(OBJECTIVE):
In the records below, find the line containing "floor using the picture above."; copy exactly that line and all lines after it to the end, and nothing else.

(RECORDS FOR PROCESSING):
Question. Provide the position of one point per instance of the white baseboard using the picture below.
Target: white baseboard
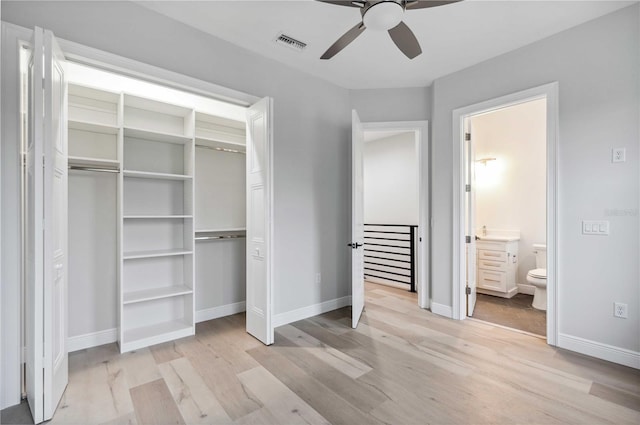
(220, 311)
(442, 310)
(310, 311)
(526, 289)
(599, 350)
(80, 342)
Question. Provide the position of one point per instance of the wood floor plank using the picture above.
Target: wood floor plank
(327, 403)
(622, 398)
(283, 403)
(220, 377)
(351, 390)
(197, 404)
(154, 404)
(329, 355)
(166, 352)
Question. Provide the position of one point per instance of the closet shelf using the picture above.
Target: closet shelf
(136, 338)
(94, 162)
(152, 175)
(133, 217)
(155, 294)
(139, 133)
(92, 127)
(233, 229)
(205, 142)
(133, 255)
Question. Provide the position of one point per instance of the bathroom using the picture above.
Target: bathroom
(509, 160)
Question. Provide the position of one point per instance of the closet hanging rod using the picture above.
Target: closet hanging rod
(220, 149)
(94, 169)
(210, 238)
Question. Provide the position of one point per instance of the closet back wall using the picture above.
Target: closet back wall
(93, 304)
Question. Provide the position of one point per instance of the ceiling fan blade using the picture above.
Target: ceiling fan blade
(423, 4)
(344, 41)
(358, 4)
(405, 40)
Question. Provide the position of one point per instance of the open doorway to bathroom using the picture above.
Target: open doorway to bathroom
(496, 257)
(507, 204)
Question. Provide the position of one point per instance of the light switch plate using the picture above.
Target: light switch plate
(618, 155)
(595, 227)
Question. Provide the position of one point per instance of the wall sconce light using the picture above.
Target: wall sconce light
(485, 160)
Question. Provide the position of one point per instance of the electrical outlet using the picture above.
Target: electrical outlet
(618, 155)
(620, 310)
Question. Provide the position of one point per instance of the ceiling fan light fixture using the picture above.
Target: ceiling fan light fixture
(383, 16)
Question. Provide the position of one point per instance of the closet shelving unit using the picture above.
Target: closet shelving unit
(157, 278)
(94, 127)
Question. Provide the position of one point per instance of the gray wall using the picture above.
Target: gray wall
(597, 67)
(312, 128)
(380, 105)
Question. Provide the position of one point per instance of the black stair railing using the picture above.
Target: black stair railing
(390, 253)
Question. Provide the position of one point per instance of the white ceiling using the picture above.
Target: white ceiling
(452, 37)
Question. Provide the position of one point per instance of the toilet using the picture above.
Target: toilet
(538, 277)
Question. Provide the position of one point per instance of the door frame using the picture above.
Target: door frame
(421, 132)
(550, 92)
(14, 35)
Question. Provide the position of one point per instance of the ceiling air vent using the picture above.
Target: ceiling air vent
(290, 42)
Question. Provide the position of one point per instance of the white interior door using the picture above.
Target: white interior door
(46, 315)
(357, 220)
(470, 212)
(259, 219)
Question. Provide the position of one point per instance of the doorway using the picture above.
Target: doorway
(470, 265)
(416, 135)
(506, 202)
(158, 138)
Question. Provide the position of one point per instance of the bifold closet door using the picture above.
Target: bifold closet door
(46, 205)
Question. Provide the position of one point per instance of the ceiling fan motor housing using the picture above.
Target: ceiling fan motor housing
(382, 15)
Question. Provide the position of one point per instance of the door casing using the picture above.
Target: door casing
(420, 130)
(550, 93)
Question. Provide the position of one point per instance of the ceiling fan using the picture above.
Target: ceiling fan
(383, 15)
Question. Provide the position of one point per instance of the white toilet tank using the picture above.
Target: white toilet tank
(541, 255)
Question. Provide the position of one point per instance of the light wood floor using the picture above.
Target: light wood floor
(402, 365)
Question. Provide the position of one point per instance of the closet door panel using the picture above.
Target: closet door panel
(93, 268)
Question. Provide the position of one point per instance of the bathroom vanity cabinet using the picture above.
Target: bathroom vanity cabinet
(497, 265)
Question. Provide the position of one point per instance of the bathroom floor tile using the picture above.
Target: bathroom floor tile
(515, 312)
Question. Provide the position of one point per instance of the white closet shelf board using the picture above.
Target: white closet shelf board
(146, 217)
(237, 229)
(159, 176)
(156, 136)
(156, 294)
(94, 162)
(89, 92)
(92, 127)
(134, 255)
(161, 107)
(136, 338)
(204, 142)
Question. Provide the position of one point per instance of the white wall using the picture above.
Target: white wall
(311, 132)
(597, 66)
(511, 191)
(391, 180)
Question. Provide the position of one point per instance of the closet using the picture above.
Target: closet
(157, 210)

(COMPLETE ANSWER):
Question. Provide the position of one point per instance of the light wood floor using the picture above.
Target: light wood floor
(402, 365)
Question. Provide the position of one point per instance of the closet door panel using the picture above.
Target: closet door panel
(93, 268)
Question. Provide the position of one point per instance of the bathroom vanity cabinet using the picture above.
Target: bathroom vanity cabinet
(497, 265)
Question. Provide the position of one point per instance of the bathroom floor tile using the picture above.
Target: bathroom floor tile
(515, 312)
Question. Provide the position of one point per instance of the white closet shelf board using the picture above.
Target: white closet shelf board
(146, 217)
(237, 229)
(159, 176)
(156, 136)
(156, 294)
(94, 162)
(89, 92)
(92, 127)
(134, 255)
(161, 107)
(136, 338)
(204, 142)
Question. Provide the position of one point per instance of the white wall using the picture above.
Target: white wall
(311, 132)
(597, 66)
(511, 191)
(391, 180)
Question. Provide the position of one point per instance of the closet using the picture above.
Target: closet
(157, 210)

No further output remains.